**Input data**
────

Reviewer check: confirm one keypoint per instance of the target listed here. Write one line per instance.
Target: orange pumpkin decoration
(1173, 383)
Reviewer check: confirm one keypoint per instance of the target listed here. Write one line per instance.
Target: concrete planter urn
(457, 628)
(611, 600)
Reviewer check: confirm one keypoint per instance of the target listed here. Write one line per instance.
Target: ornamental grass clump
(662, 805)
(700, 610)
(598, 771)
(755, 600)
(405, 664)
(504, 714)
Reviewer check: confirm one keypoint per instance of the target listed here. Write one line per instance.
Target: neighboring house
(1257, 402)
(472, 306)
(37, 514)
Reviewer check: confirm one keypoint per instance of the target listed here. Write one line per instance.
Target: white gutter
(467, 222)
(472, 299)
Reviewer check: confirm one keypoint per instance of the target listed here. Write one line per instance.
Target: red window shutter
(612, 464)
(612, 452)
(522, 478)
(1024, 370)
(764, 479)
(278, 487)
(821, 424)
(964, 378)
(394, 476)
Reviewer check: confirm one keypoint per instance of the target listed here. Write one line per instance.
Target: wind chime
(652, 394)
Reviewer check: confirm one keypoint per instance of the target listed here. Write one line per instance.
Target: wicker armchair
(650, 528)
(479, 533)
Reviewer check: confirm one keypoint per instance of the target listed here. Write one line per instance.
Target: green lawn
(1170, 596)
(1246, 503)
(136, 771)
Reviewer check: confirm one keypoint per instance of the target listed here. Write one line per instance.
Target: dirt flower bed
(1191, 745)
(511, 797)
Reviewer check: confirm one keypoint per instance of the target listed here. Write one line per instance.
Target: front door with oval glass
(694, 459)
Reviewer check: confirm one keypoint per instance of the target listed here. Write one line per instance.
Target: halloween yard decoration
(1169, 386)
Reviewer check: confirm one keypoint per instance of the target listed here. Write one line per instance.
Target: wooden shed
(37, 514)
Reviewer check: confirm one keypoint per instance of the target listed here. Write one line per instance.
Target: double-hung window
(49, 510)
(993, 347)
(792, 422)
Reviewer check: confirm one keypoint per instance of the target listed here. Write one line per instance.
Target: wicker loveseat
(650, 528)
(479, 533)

────

**About this task**
Retype each entry exactly, missing none.

**Result of the exercise**
Reviewer check: confirm one keypoint per instance of the target listed here. Write one line per instance.
Target: orange pumpkin decoration
(1173, 383)
Reviewer check: confirm one keypoint per instance of the target listed here. Write one line per instance.
Target: concrete planter urn
(457, 628)
(611, 600)
Reviewer check: confirm one keypoint per instance of the target listed here. Write one line per instance.
Target: ornamental grass clump
(662, 805)
(700, 610)
(598, 771)
(755, 600)
(405, 664)
(504, 714)
Reviewer check: confirm one keypoint per instance of the target listed here. Write one line per instance.
Target: neighboring house
(1257, 402)
(472, 306)
(37, 514)
Reviewer check: confirm one keypoint per instance of the target listed here. Write one line per instance.
Target: white gutter
(467, 222)
(472, 299)
Reviewer check: confirm one keypoint per instance of the target listed here. Write one line per instance.
Target: red window shutter
(612, 464)
(612, 452)
(522, 478)
(1024, 370)
(764, 479)
(278, 487)
(821, 424)
(964, 378)
(394, 476)
Reviewer check: confirm one keypoint per instance of the target listed here. Write one line per instance.
Target: wind chime
(652, 394)
Reviewer check: confirm one keypoint per instance of the target listed here. Write one line per instance.
Target: wicker armchair
(650, 528)
(479, 533)
Reviewer check: confirm one keypoint per instance of the target listed here. Write one line per instance.
Target: green lawn
(1170, 596)
(1246, 503)
(136, 771)
Reviewer check: confirm one keypoint per instance of the target listed here. Write one line per instance.
Target: dirt flower bed
(1191, 745)
(511, 797)
Reviewer check: confirm one keypoint per instance of the target listed here. Write one line per instance.
Target: front door with oval glass
(694, 459)
Reviewer check: confirm one keypoint per instance of the target listed here. Write one line per instance.
Target: halloween yard decoration
(1169, 386)
Reviewer check: confirm one keypoint per instance of the target listed here. Write one line per instance.
Target: wooden shed
(37, 514)
Reviewer check: confirm one keypoint per instance of the target listed here. Write one line per instance.
Target: double-hung window
(49, 510)
(993, 347)
(792, 422)
Reviewer check: confirm one keypoint per instance of the target listed here. Write one line per instance.
Target: wicker loveseat
(650, 528)
(479, 533)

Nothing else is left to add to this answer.